* _SÉRIE D'EXERCICES_
• A. Recopiez à l'identique le passage du texte fourni qui va de « Entre la honte » jusqu'à « de la lutte ? » inclus.
• B. D'après le texte fourni, quel titre Radio-Canada a-t-il donné à son article du 8 mai ?

« Caring for myself is not self-indulgence, it is self-preservation and that is an act of political warfare ». Audre Lorde
Écrit avec Pascale Brunet.
Dans ce contexte de grève de longue durée, de lutte quotidienne jour après jour, de coups bas de politiciens et de temporalité médiatique névrotique, on peut parfois oublier de penser à la durée, à la longueur, à la lenteur. La grève apparaît comme un moment d’exception qui mérite qu’on se jette corps et âme dans les réunions ou les manifs. Beaucoup d’entre nous craquent de fatigue, d’angoisse, rêvent à des flics, égrènent des passages du code Morin. On se demande parfois si on n’est pas en train de reproduire une certaine tendance à la performance, profondément enchâssée dans nos sociétés postindustrielles. Le burn-out de la militante ou du militant ? Non, voyons, la lutte continue. Nous sommes des soldats, et les soldats s’arrêtent quand ils sont morts, c’est ça l’idée. Si on veut penser à une après-grève qui soit difficile de distinguer d’avec la grève, il faudrait peut-être prendre un thé noir avec un nuage de lait (vers 17h) et y réfléchir. On a brisé le réel, non ? Pourquoi s’arrêter si tôt ? Comment faire pour continuer, étendre, enraciner (radicaliser, « prendre racine ») tout ça dans les prochaines années ?
Entre la honte et le déni, l’action se fige. Honte de tomber en dépression, en arrêt, en burnout, honte de ne pas aller à telle manif parce ce qu’on voudrait secrètement se reposer, pour guérir de cette longue grippe qui dure depuis trois semaines. Parallèlement, déni de notre propre corps, de ses signaux d’alarme, qui nous réclament, comme Paul Lafargue le disait si bien il y a déjà cent ans, le « droit à la paresse » (AK press, 2011). Nous ne disons pas que cet état de fait est généralisé, seulement, autour de nous, il crève les yeux des fois : « Étudiants exténués », titre Radio-Canada le 8 mai. Qu’est-ce que ça vaut, Radio-Canada, mais bon, c’est aussi un constat empirique, vécu. Justement, est-ce que notre « performance » activiste ne ferait pas le jeu du pouvoir, qui déterminerait ainsi la temporalité, l’espace-temps même de la lutte ?
Le temps médiatique est impitoyable : il ne laisse pas place au silence, à l’écoute. Le temps du travail lui aussi est impitoyable. L’horloge de poche et la carte de punch ont une commune naissance : l’usine. Nos sociétés s’enlisent dans les anxio-dépressions et dans ce mal-être dégoulinant qui ne se règle plus à coup de grève, mais bien grâce aux arrêts de travail délivrés par des médecins, nouveaux médiateurs de notre force de travail (De Gaujelac, 2011; Otero, 2012). Rapport au capitalisme et à l’économique qui s’est toujours réalisé – encore aujourd’hui plus que jamais – par l’entremise du corps ! Ce bon vieux corps qui tombe malade, qui tombera malade tôt ou tard, ce corps dans lequel et par lequel nous allons tous mourir, probablement du cancer. Ce bon vieux corps qu’on crinque chaque matin pour aller travailler.

* _DONNÉES_
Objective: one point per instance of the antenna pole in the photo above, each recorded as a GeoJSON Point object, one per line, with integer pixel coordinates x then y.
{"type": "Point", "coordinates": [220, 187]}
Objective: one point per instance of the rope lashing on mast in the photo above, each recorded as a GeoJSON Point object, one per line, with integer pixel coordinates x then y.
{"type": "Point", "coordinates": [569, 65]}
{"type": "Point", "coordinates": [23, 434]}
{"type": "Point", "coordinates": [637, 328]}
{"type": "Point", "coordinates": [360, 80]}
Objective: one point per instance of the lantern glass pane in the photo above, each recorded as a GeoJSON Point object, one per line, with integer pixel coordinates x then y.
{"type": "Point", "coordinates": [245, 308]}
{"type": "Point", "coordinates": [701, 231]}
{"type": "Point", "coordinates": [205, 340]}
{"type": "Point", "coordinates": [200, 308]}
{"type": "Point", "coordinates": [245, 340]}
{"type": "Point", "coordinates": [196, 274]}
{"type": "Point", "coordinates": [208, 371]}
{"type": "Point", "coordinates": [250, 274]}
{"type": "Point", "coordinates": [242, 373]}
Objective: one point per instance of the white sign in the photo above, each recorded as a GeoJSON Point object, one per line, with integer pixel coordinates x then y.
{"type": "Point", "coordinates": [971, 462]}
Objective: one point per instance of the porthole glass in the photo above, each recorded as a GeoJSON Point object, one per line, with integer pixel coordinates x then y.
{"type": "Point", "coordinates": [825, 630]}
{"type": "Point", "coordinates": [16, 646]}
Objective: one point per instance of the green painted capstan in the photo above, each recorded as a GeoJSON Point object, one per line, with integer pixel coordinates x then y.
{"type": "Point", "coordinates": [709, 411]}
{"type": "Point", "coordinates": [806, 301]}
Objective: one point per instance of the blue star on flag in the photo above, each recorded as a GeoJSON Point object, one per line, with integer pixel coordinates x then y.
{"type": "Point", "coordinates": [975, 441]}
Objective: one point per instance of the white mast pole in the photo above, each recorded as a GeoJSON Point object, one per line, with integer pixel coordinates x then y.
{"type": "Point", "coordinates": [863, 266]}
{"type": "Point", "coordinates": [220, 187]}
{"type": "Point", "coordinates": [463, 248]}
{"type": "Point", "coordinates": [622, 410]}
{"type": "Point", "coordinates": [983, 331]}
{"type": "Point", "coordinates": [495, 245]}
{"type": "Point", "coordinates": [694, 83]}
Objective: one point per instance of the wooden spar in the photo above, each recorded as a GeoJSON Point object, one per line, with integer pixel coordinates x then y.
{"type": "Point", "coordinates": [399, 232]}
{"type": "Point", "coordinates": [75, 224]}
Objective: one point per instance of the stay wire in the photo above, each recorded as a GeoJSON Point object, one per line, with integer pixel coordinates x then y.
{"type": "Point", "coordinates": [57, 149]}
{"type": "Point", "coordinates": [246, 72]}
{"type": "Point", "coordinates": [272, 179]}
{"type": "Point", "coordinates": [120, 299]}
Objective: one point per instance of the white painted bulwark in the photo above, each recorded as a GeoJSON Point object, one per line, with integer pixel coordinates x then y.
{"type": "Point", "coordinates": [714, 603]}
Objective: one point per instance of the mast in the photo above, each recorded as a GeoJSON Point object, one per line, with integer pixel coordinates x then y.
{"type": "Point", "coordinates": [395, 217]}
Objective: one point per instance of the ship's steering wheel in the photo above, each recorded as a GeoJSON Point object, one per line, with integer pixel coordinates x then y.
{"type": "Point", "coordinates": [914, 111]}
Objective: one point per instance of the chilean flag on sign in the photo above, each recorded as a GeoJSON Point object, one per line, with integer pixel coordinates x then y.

* _CORRIGÉ DÉTAILLÉ_
• A.
Entre la honte et le déni, l’action se fige. Honte de tomber en dépression, en arrêt, en burnout, honte de ne pas aller à telle manif parce ce qu’on voudrait secrètement se reposer, pour guérir de cette longue grippe qui dure depuis trois semaines. Parallèlement, déni de notre propre corps, de ses signaux d’alarme, qui nous réclament, comme Paul Lafargue le disait si bien il y a déjà cent ans, le « droit à la paresse » (AK press, 2011). Nous ne disons pas que cet état de fait est généralisé, seulement, autour de nous, il crève les yeux des fois : « Étudiants exténués », titre Radio-Canada le 8 mai. Qu’est-ce que ça vaut, Radio-Canada, mais bon, c’est aussi un constat empirique, vécu. Justement, est-ce que notre « performance » activiste ne ferait pas le jeu du pouvoir, qui déterminerait ainsi la temporalité, l’espace-temps même de la lutte ?

• B. « Étudiants exténués »